[[ Text excerpt open ]]

"I can't do this!"
These words had spilled out of my mouth before.
On this particular day, my husband and I were in a picturesque setting on vacation at a beachfront resort. I was standing in the Gulf of Mexico, in waist-high water, waves crashing against me as I watched my paddleboard float away. I wanted to give up, I felt defeated.
Rewind four years: different circumstances, same feelings. My husband and I had just become parents. I was struggling with breastfeeding, had no self-confidence when it came to my parenting skills and was exhausted. I was a walking zombie-robot sort of creature that went through the motions of feeding, changing, rocking, and bathing a baby with no feeling, except a strong desire to sleep.
Finally, the weeks of no sleep, no adult interaction, and an overall sense of losing myself came to a head.
Books had warned me about this, friends told me cautionary tales, and the nurse at the hospital had a serious conversation with my husband about it. But I was still unprepared for that night when your baby stays up crying – all night long.
Some call it colic, I call it torture.
After hours of rocking, swaddling, and attempting to feed my kid, I was done. I started crying, rocking myself and desperately wanted to crawl in bed and sleep. I looked at my husband with tears in my eyes and said, "I can't do this."

[[ Text excerpt closed ]]
[[ Source data open ]]

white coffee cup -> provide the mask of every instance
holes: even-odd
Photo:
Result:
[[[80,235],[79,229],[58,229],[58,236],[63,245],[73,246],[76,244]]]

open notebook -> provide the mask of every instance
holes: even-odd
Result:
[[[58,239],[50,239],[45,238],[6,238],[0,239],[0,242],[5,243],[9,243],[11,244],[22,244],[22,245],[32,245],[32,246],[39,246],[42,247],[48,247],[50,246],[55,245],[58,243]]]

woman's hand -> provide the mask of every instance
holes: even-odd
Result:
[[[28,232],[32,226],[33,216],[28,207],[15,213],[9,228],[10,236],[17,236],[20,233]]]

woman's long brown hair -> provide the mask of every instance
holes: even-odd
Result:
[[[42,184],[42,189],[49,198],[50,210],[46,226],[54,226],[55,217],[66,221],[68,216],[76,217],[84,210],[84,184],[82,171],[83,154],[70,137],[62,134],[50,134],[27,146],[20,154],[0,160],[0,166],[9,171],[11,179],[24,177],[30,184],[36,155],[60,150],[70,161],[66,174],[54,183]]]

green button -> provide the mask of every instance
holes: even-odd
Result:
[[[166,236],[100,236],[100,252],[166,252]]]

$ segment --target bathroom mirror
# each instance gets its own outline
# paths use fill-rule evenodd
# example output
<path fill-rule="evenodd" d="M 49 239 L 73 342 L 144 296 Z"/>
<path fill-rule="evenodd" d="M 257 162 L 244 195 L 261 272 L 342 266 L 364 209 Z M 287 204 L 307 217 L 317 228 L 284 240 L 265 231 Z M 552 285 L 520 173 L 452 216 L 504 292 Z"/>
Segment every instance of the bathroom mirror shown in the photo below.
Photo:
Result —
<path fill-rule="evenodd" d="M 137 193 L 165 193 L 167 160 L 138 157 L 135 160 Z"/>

[[ Source data closed ]]
[[ Source data open ]]

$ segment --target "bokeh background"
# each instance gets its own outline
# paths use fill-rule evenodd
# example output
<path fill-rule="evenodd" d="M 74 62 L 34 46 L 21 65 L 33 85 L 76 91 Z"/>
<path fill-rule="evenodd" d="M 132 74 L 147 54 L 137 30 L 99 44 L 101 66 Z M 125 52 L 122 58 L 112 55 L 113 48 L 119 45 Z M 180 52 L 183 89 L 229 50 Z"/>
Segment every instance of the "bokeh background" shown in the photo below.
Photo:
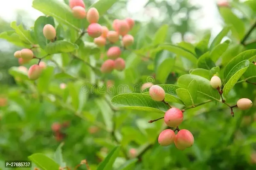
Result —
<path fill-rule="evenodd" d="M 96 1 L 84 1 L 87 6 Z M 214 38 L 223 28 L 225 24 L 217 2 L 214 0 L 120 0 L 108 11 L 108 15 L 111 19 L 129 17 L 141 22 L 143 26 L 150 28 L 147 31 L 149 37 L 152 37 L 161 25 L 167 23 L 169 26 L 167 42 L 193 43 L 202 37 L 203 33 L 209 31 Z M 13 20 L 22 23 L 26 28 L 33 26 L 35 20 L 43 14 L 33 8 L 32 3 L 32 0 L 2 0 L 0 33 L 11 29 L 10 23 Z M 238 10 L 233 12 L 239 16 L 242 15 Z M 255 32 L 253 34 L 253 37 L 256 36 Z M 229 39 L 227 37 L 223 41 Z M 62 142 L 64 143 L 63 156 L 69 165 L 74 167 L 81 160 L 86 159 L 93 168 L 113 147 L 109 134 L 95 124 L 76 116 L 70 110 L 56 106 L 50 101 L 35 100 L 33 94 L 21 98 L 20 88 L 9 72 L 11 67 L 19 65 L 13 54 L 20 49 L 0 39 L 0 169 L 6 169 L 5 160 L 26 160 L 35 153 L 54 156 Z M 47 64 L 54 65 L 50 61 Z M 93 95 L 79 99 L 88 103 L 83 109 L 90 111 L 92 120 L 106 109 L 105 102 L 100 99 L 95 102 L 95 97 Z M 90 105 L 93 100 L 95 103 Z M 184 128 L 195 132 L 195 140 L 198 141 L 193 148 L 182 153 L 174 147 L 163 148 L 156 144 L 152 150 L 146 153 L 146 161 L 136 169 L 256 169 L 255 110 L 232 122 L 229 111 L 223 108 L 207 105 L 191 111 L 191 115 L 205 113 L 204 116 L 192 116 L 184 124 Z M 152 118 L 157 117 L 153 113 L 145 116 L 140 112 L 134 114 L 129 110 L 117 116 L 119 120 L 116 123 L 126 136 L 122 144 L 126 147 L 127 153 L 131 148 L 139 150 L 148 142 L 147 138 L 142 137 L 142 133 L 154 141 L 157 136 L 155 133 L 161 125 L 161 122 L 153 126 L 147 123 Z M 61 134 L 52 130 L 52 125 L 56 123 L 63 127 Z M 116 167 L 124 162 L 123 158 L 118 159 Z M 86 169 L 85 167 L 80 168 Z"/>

[[ Source data closed ]]

**Task**.
Extend the personal essay about motherhood and paddleboarding, picking up right after the final sentence, "I looked at my husband with tears in my eyes and said, "I can't do this.""

**Result of this exercise**.
Back in the present, I grab the paddleboard. I have renewed determination to get up on this thing. I swim towards the shore taking in the cloudless sky, the warm water encompassing my body like bath water, it's paradise.
I reach shallow water, mount the board and steady myself on my knees. I start paddling out to deeper water, away from swimmers and docked boats into uncharted territory. Space for myself, where I can concentrate. An area where I can find balance, literally and figuratively. I find it.
I feel secure, confident, ready to stand. I position my left foot underneath my body – so far, so good. I slowly raise myself. I quickly transition my right leg from kneeling to standing and I'm up! I start wobbling. I remember what the teenager at the rental shack told me: "As soon as you get up, start paddling."
I paddle like a madwoman. I'm starting to feel great, then I hear a jet-ski behind me. Like a cartoon character, my arms are flailing. I'm trying to maintain balance and praying my husband isn't recording this on his phone. My board gets taken by the waves out from under my feet, I sink under the water.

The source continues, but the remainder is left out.